Task details
Convert the entries below into a JSON list of strings, with one string for each line and no blank lines.

--- START OF Information provided ---

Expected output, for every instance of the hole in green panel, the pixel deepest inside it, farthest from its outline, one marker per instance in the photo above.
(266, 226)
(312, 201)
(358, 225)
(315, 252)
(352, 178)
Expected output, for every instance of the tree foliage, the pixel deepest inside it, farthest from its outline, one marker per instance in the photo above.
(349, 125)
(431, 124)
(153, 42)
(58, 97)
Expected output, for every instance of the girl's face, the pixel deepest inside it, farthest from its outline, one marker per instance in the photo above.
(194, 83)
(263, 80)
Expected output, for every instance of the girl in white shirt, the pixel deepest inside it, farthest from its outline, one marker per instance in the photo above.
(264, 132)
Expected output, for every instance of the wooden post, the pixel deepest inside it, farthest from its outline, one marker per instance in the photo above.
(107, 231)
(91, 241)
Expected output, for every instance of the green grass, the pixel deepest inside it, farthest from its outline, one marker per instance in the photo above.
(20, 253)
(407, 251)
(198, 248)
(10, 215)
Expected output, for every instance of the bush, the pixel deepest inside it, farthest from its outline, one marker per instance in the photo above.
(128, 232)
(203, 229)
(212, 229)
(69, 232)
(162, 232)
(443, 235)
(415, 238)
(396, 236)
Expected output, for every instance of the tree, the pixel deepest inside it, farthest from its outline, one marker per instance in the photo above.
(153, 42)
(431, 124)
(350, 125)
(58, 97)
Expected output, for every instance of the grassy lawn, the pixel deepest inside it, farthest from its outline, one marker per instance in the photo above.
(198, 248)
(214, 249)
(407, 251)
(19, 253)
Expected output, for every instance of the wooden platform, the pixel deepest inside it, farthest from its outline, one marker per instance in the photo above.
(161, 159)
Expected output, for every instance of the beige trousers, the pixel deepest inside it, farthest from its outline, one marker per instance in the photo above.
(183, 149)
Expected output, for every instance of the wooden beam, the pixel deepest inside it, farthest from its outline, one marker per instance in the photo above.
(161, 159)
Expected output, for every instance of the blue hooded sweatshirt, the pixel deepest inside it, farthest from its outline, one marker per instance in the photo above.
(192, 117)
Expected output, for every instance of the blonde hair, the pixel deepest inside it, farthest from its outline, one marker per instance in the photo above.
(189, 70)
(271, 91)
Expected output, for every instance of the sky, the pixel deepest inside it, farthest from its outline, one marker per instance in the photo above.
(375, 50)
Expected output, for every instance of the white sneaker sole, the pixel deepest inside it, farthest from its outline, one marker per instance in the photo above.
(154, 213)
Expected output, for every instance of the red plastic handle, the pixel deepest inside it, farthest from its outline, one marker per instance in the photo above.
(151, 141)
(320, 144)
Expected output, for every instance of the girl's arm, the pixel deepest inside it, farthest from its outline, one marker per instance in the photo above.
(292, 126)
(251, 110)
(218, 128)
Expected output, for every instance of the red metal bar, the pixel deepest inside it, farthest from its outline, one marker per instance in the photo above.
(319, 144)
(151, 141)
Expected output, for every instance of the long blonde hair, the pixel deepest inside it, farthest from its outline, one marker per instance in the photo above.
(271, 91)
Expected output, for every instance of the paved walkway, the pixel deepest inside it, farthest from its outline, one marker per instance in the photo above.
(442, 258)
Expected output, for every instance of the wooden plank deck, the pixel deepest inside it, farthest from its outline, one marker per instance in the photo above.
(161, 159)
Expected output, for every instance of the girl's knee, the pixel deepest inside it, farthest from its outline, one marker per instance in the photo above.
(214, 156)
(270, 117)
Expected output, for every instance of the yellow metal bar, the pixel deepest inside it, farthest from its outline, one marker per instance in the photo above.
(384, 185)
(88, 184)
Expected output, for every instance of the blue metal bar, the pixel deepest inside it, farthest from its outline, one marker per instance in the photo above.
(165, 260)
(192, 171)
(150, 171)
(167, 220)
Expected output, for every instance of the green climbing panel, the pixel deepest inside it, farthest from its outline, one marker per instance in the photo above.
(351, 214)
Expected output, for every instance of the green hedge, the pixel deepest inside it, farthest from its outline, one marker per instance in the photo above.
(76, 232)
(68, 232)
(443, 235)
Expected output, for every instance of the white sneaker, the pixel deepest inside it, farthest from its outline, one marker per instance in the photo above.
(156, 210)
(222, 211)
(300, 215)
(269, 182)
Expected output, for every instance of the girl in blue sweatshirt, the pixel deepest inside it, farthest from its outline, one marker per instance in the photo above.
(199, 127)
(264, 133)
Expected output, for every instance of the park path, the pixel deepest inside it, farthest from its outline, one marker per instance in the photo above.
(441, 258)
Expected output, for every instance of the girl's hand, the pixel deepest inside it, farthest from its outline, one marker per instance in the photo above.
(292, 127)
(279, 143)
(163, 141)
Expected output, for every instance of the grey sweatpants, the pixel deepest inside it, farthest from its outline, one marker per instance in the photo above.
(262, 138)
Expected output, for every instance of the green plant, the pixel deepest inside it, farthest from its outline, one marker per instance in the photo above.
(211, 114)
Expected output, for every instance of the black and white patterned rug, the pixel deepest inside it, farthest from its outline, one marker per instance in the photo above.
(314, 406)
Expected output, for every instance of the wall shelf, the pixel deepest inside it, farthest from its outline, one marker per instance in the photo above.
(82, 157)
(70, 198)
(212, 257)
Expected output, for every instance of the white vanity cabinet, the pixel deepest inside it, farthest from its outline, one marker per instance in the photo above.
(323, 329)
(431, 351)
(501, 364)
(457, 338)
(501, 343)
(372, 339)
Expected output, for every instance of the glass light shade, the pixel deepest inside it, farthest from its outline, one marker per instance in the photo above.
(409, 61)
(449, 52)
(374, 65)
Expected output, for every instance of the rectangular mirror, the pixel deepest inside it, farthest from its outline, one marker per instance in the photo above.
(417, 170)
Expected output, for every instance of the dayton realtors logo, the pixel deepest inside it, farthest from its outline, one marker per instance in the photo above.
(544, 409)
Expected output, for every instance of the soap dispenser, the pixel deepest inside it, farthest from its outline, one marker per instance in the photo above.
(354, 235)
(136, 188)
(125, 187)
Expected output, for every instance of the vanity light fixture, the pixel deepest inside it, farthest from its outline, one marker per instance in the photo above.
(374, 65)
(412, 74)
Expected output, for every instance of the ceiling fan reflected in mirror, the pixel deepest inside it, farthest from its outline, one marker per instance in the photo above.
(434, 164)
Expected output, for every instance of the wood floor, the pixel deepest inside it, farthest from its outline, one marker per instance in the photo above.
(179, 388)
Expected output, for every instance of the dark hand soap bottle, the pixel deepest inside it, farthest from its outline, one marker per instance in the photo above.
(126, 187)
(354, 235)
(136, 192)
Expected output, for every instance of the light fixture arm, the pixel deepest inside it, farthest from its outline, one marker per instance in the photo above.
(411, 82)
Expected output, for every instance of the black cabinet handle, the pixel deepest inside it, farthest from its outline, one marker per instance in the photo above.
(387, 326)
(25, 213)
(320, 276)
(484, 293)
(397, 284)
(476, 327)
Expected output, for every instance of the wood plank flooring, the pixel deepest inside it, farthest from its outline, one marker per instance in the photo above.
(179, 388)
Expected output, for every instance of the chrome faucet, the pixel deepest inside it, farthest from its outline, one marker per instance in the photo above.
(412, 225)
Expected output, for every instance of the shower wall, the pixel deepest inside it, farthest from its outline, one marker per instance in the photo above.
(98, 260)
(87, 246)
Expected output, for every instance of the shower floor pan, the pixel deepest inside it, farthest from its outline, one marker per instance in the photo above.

--- END OF Information provided ---

The solution
[
  "Expected output, for every instance of the hole in green panel, the pixel deepest inside it, farthest from its outline, one marker per instance in the photo above.",
  "(266, 226)",
  "(312, 201)",
  "(358, 225)",
  "(315, 252)",
  "(352, 178)",
  "Expected output, for every instance of the tree foliage, the pixel deepest inside it, farthest from its outline, one marker per instance in the photo above.",
  "(349, 125)",
  "(431, 124)",
  "(153, 42)",
  "(58, 97)",
  "Expected output, for every instance of the girl's face, the pixel deepest inside it, farthest from its outline, one marker per instance in the photo above.",
  "(194, 83)",
  "(263, 80)",
  "Expected output, for every instance of the girl in white shirt, the pixel deepest inside it, farthest from its outline, one marker per instance in the photo above.",
  "(264, 132)",
  "Expected output, for every instance of the wooden post, the pixel deepest inside it, farthest from its outline, one marker per instance in the photo above.",
  "(107, 231)",
  "(91, 241)",
  "Expected output, for every instance of the green grass, the pixel deepest inside it, farthest from its outline, one marker per instance in the photo above.",
  "(20, 253)",
  "(407, 251)",
  "(198, 248)",
  "(10, 215)",
  "Expected output, for every instance of the bush, the pixel deepest inside it, farthest from its outline, one marker per instance in the photo above.",
  "(128, 232)",
  "(203, 229)",
  "(212, 229)",
  "(69, 232)",
  "(162, 232)",
  "(443, 235)",
  "(415, 238)",
  "(396, 236)",
  "Expected output, for every instance of the tree, the pixel deepest inside it, farthest from its outline, one marker per instance in the photo above.",
  "(153, 42)",
  "(431, 124)",
  "(350, 125)",
  "(58, 97)",
  "Expected output, for every instance of the grassy lawn, the pixel deepest inside it, farthest from its outline, one marker per instance in the photo above.",
  "(198, 248)",
  "(214, 249)",
  "(407, 251)",
  "(19, 253)",
  "Expected output, for every instance of the wooden platform, the pixel deepest inside it, farthest from its outline, one marker per instance in the photo above.",
  "(161, 159)",
  "Expected output, for every instance of the beige trousers, the pixel deepest inside it, farthest from its outline, one marker per instance in the photo above.",
  "(183, 149)",
  "Expected output, for every instance of the wooden beam, the pixel deepest inside it, farthest from its outline, one marker per instance in the photo above.",
  "(161, 159)",
  "Expected output, for every instance of the blue hooded sweatshirt, the pixel deepest inside it, farthest from its outline, one marker per instance in the photo above.",
  "(192, 117)",
  "Expected output, for every instance of the blonde hair, the pixel deepest inside it, farthest from its outline, one marker per instance in the photo above.",
  "(189, 70)",
  "(271, 91)",
  "Expected output, for every instance of the sky, the pixel deepest inside it, farthest from its outline, one marker per instance in the photo above.",
  "(375, 50)",
  "Expected output, for every instance of the white sneaker sole, the pixel deepest inside it, farthest from its outline, one marker per instance in the photo above.",
  "(154, 213)",
  "Expected output, for every instance of the red plastic handle, the pixel deepest inside it, farthest from its outline, one marker per instance in the photo above.",
  "(151, 141)",
  "(320, 144)",
  "Expected output, for every instance of the girl's arm, the pixel deepest inside it, farthest from its outline, one marker per instance in the photo above.",
  "(292, 126)",
  "(251, 110)",
  "(218, 128)",
  "Expected output, for every instance of the red metal bar, the pixel deepest inside it, farthest from its outline, one marker per instance in the photo above.",
  "(319, 144)",
  "(151, 141)",
  "Expected output, for every instance of the long blonde hair, the pixel deepest inside it, farthest from its outline, one marker per instance in the photo above.",
  "(271, 91)",
  "Expected output, for every instance of the paved walkway, the pixel deepest inside it, farthest from its outline, one marker per instance in the photo above.",
  "(442, 258)",
  "Expected output, for every instance of the wooden plank deck, the pixel deepest inside it, farthest from its outline, one marker per instance in the photo above.",
  "(161, 159)",
  "Expected output, for every instance of the girl's knee, the pixel deepest inside it, farthest from its outline, one marker per instance in the photo above.",
  "(214, 156)",
  "(270, 117)",
  "Expected output, for every instance of the yellow metal bar, the pixel deepest inside it, farthest from its outline, one marker per instance in the photo above.",
  "(384, 185)",
  "(88, 184)",
  "Expected output, for every instance of the blue metal bar, the pixel deepest inside it, farthest from its outline, one marker per instance in the photo above.",
  "(165, 260)",
  "(192, 171)",
  "(150, 171)",
  "(167, 220)",
  "Expected output, for every instance of the green climbing panel, the pixel deepest inside it, farthest from its outline, one marker per instance in the photo above.",
  "(351, 214)",
  "Expected output, for every instance of the green hedge, the pixel deepest inside it, farthest from its outline, one marker per instance in the photo above.",
  "(76, 232)",
  "(68, 232)",
  "(443, 235)",
  "Expected output, for every instance of the white sneaker, the pixel deepest inside it, farthest from its outline, one marker per instance in the photo above.",
  "(156, 210)",
  "(222, 211)",
  "(300, 215)",
  "(269, 182)",
  "Expected output, for every instance of the girl in blue sweatshirt, the pixel deepest inside it, farthest from its outline, one marker per instance in the photo above.",
  "(199, 127)",
  "(264, 133)",
  "Expected output, for every instance of the park path, the pixel deepest inside it, farthest from its outline, one marker per instance in the photo above.",
  "(441, 258)",
  "Expected output, for every instance of the girl's hand, the pixel deepest inside it, farthest from its outline, one marker per instance in the photo above.",
  "(292, 127)",
  "(279, 143)",
  "(163, 141)",
  "Expected output, for every instance of the grey sweatpants, the pixel deepest inside it, farthest from its outline, one marker per instance in the photo above.",
  "(262, 138)",
  "Expected output, for every instance of the green plant, the pixel deepest inside it, farthest from its outline, one marker per instance in the photo above.",
  "(211, 114)",
  "Expected output, for every instance of the black and white patterned rug, the pixel deepest inside it, farthest from its outline, one marker per instance in the photo above.",
  "(314, 406)",
  "Expected output, for every instance of the wall shelf, the pixel deepest inside it, farthest from its outline, one marker per instance in the photo above.",
  "(82, 157)",
  "(70, 198)",
  "(212, 257)",
  "Expected output, for every instance of the white vanity cabinet, the pixel deepest inside it, farthest from its outline, one marker per instance in the photo above.",
  "(323, 329)",
  "(431, 351)",
  "(501, 364)",
  "(457, 338)",
  "(501, 343)",
  "(372, 339)",
  "Expected output, for every instance of the glass light shade, the pixel deepest inside it, farthest from its outline, one marker per instance in the photo above.",
  "(409, 61)",
  "(449, 52)",
  "(374, 65)",
  "Expected output, for every instance of the rectangular mirror, the pixel deepest inside it, farthest from its outline, one marker per instance in the photo above.",
  "(417, 170)",
  "Expected output, for every instance of the dayton realtors logo, the pixel deepest inside it, farthest from its outline, one marker per instance in the photo above.",
  "(544, 409)",
  "Expected output, for every instance of the soap dispenser, the pixel deepest inside it, farthest from its outline, one marker per instance in the photo above.",
  "(354, 235)",
  "(136, 188)",
  "(125, 187)",
  "Expected output, for every instance of the vanity light fixture, the pixel deepest inside it, farthest from its outline, one marker per instance in the photo above.",
  "(374, 65)",
  "(412, 74)",
  "Expected output, for every instance of the ceiling fan reflected in mirror, the pixel deepest inside it, farthest from its outline, one marker per instance in the photo above.",
  "(434, 164)",
  "Expected output, for every instance of the wood floor, the pixel deepest inside it, farthest from its outline, one marker per instance in the photo above.",
  "(179, 388)",
  "Expected output, for every instance of the dark hand soap bottle, the pixel deepest inside it, farthest from its outline, one marker per instance in the photo above.",
  "(126, 187)",
  "(354, 235)",
  "(136, 192)",
  "Expected output, for every instance of the light fixture arm, the pixel deepest inside it, farthest from its outline, one marker per instance in the photo above.",
  "(411, 82)",
  "Expected output, for every instance of the black cabinet handle, the pixel deepest inside it, farthest from its outline, one marker per instance in the photo above.",
  "(387, 326)",
  "(25, 213)",
  "(320, 276)",
  "(484, 293)",
  "(397, 284)",
  "(476, 327)",
  "Expected output, for every instance of the wood plank flooring, the pixel deepest inside it, farthest from its outline, one marker per instance in the photo above.",
  "(179, 388)",
  "Expected output, for every instance of the chrome faucet, the pixel deepest inside it, farthest from its outline, one marker per instance in the photo above.",
  "(412, 225)",
  "Expected output, for every instance of the shower wall, the pixel deepest inside it, farthest from its outline, one marker per instance in the photo above.",
  "(98, 260)",
  "(87, 246)",
  "Expected output, for every instance of the shower floor pan, the pixel deepest inside it, farthest from its outline, one marker per instance in the photo above."
]